> **EXERCISE REQUIREMENTS**
How many lines of the records contain the word "headdress"? Case counts; give only the number.
- - - -
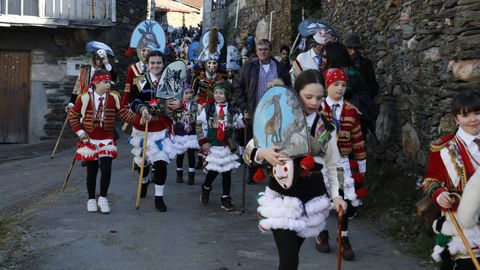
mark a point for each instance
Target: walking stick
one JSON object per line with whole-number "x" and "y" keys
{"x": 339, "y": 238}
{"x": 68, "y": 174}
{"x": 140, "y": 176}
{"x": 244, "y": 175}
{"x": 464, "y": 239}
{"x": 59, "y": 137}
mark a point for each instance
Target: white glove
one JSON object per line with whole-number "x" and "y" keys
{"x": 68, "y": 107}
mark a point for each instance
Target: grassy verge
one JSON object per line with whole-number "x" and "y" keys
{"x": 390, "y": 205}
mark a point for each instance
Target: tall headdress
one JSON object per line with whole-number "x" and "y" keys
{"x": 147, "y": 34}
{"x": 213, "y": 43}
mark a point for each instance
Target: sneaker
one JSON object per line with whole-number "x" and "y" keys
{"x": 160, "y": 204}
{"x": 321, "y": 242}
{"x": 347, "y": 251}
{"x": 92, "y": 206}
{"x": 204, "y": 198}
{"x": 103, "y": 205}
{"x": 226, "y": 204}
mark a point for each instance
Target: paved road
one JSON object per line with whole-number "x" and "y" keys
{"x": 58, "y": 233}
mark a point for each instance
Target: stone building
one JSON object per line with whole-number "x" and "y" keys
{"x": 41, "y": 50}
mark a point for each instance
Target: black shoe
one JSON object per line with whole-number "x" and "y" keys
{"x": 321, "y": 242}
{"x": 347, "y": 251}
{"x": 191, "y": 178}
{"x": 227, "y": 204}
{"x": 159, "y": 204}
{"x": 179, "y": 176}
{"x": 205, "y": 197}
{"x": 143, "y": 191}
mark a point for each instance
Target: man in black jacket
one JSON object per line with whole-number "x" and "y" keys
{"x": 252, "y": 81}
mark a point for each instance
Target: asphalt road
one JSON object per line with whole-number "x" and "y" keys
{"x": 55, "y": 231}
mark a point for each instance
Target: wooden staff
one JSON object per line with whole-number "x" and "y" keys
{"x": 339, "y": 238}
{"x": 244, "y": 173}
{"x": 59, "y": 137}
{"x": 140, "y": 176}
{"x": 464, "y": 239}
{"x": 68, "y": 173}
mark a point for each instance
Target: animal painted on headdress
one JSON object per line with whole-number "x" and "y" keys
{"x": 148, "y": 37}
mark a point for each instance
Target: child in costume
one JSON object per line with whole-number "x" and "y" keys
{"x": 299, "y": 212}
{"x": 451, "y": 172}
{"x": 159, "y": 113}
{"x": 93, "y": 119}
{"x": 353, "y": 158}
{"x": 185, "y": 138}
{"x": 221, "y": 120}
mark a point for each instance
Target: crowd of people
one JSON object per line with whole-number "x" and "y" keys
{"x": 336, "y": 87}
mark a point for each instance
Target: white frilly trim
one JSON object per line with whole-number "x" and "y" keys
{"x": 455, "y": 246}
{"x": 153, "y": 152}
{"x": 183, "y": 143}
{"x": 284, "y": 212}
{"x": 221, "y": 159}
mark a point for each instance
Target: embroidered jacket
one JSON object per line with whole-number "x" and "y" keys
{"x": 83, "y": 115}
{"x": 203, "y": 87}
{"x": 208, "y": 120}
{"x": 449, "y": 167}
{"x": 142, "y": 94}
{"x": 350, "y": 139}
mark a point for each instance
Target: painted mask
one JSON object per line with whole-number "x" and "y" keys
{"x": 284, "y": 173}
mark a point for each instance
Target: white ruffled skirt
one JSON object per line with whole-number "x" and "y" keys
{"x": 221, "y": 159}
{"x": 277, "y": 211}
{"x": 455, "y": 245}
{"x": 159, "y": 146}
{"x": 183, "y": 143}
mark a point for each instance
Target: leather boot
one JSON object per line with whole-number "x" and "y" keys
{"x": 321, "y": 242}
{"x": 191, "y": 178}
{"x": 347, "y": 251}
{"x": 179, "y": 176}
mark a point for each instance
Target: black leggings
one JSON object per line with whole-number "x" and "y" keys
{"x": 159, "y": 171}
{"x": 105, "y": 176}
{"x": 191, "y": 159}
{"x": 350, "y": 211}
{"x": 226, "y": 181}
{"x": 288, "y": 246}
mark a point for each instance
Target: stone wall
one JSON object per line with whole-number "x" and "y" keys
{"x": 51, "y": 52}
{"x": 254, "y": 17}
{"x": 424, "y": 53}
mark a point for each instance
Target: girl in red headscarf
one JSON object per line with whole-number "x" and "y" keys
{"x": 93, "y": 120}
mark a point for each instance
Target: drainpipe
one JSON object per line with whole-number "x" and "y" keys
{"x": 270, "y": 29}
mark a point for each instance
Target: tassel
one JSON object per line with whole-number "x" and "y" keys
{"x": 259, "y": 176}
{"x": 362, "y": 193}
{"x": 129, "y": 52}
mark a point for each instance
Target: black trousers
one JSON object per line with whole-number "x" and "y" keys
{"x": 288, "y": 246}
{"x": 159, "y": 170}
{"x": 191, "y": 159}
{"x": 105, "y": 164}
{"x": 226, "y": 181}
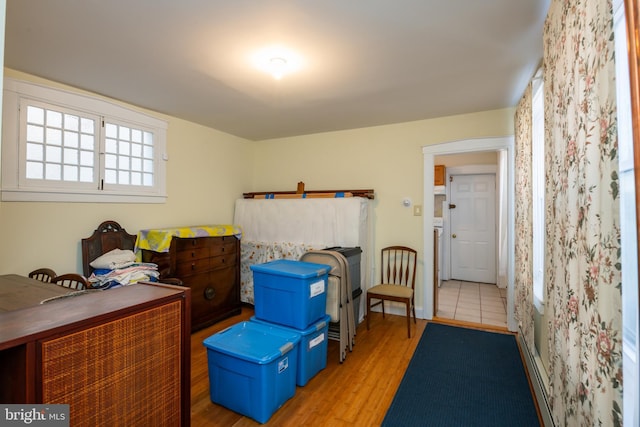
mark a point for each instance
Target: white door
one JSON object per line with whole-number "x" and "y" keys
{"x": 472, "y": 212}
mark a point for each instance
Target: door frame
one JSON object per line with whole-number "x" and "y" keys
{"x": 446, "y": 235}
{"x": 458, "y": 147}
- - - -
> **COMPLETED EXERCISE**
2